Locate the line that contains "Where can you see the railing" in the entries below. Retype it and all following lines through the final one, character for character.

____

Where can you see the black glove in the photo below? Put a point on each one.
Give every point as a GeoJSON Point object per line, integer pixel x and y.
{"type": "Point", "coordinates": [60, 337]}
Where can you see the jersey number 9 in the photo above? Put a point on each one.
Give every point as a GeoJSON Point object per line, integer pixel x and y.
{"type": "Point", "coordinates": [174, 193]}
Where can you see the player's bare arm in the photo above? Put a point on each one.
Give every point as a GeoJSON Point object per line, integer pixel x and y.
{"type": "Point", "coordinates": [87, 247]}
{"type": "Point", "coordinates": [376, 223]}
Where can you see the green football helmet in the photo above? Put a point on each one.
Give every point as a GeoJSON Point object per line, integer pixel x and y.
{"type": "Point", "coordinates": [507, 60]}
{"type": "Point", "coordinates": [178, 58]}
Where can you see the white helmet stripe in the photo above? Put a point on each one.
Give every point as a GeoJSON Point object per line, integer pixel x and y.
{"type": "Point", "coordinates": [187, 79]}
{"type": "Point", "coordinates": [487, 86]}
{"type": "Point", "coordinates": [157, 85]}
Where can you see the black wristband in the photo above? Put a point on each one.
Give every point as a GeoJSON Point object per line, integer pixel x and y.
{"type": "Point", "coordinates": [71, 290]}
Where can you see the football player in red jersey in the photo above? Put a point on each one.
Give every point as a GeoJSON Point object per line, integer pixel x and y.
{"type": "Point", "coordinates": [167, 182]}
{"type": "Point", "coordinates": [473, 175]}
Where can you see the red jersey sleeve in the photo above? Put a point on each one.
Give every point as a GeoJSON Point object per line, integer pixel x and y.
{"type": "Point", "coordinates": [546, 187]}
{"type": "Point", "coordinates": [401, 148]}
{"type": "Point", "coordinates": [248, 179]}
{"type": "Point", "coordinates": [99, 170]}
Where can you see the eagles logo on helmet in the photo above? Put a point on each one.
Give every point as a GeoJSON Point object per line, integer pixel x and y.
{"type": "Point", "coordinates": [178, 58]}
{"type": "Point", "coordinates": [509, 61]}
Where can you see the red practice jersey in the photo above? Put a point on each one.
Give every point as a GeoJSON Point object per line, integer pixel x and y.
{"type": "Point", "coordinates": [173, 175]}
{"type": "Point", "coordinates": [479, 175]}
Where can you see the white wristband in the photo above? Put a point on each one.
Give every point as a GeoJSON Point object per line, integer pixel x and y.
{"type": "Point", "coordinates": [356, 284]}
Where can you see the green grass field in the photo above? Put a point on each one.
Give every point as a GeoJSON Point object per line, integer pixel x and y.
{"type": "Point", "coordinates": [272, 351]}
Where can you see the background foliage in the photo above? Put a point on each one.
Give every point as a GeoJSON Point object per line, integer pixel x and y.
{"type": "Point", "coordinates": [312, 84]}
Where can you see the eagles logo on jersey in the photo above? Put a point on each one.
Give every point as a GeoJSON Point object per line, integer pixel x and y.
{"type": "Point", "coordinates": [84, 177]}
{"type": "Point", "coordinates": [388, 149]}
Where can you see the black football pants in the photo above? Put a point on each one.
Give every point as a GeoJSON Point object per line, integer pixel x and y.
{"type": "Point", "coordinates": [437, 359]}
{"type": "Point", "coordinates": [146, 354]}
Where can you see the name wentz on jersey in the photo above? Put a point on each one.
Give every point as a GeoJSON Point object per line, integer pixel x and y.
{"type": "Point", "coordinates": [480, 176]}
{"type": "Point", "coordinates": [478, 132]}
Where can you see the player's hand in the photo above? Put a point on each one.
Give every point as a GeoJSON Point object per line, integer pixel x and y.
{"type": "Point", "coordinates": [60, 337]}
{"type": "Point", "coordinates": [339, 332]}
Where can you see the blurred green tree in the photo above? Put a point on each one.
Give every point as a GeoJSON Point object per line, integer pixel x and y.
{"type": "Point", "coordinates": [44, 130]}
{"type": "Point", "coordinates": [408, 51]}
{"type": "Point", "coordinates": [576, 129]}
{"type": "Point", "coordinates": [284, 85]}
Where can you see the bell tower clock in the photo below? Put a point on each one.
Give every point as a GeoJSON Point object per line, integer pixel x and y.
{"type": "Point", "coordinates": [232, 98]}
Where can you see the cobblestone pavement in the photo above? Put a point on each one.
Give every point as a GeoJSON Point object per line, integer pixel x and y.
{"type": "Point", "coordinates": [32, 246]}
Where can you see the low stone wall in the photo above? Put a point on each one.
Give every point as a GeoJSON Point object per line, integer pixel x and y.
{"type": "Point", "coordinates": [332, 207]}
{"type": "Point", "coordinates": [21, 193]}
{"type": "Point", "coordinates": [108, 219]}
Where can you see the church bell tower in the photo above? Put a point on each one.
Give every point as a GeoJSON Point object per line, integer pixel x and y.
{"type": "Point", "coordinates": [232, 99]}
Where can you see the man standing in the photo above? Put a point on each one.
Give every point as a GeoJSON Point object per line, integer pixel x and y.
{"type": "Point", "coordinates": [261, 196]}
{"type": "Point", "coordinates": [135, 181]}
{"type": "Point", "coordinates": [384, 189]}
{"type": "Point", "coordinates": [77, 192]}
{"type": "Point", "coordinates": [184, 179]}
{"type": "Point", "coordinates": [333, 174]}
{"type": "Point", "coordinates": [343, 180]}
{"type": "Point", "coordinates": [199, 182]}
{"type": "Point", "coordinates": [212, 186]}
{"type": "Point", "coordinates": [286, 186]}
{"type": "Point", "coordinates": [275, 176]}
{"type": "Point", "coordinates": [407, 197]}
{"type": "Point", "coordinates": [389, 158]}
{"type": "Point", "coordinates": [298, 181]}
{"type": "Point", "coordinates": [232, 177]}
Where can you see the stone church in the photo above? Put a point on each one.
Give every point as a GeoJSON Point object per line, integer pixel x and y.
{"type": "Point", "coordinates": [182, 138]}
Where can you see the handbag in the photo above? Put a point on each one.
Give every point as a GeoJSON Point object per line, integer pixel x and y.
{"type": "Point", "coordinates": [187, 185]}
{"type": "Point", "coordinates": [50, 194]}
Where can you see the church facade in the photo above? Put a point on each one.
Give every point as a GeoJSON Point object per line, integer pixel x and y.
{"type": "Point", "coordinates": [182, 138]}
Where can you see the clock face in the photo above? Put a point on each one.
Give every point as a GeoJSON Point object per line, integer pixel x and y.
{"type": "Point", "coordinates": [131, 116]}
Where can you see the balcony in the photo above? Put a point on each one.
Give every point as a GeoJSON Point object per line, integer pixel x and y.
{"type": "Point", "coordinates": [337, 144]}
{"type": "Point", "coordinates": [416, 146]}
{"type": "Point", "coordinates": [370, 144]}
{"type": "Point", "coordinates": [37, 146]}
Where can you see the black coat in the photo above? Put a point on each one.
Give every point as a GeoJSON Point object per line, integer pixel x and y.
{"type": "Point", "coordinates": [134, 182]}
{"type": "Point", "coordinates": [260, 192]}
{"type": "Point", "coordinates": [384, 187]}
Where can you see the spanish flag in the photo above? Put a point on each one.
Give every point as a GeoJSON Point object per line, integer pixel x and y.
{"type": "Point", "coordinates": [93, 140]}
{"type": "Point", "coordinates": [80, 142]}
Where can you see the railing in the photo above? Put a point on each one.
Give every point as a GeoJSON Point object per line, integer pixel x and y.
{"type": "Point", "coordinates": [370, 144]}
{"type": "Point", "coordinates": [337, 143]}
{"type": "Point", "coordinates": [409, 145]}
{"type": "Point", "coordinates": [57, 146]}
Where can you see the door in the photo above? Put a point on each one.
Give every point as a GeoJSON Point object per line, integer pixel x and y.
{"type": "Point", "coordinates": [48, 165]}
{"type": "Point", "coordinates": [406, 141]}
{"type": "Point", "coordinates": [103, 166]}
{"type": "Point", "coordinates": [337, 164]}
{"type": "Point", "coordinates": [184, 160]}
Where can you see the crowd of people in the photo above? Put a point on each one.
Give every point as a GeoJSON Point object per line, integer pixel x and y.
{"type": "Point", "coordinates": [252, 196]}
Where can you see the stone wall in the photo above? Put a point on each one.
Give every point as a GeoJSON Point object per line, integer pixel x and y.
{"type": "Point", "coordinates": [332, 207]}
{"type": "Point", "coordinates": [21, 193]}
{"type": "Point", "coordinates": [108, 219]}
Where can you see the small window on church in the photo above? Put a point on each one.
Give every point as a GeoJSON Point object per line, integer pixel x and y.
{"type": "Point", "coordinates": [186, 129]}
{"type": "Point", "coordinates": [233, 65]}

____

**Output for this exercise**:
Where can you see the railing in the photo above? Put a point on each one.
Give every point as a GeoJSON Point object per line, integer pixel x and y.
{"type": "Point", "coordinates": [370, 144]}
{"type": "Point", "coordinates": [337, 143]}
{"type": "Point", "coordinates": [409, 145]}
{"type": "Point", "coordinates": [57, 146]}
Where can you see the door in the photo above? Put a point on each one.
Give every point as a GeoJSON Point object per line, integer pixel x and y.
{"type": "Point", "coordinates": [48, 165]}
{"type": "Point", "coordinates": [406, 141]}
{"type": "Point", "coordinates": [103, 166]}
{"type": "Point", "coordinates": [337, 164]}
{"type": "Point", "coordinates": [184, 160]}
Where can you see the crowd of people in the photo above? Put a point on each one.
Give every point as a GeoJSON Point object per line, integer pixel x and y.
{"type": "Point", "coordinates": [252, 196]}
Where can you see the stone wall in the photo above? Put a point on each one.
Give every point as a GeoJSON Point object per line, integer pixel x and y.
{"type": "Point", "coordinates": [332, 207]}
{"type": "Point", "coordinates": [21, 193]}
{"type": "Point", "coordinates": [108, 219]}
Where can you see the small window on church in the photo above? Put a point on each one.
Give every point as a GeoJSON Point object per line, integer pixel x and y.
{"type": "Point", "coordinates": [186, 129]}
{"type": "Point", "coordinates": [233, 65]}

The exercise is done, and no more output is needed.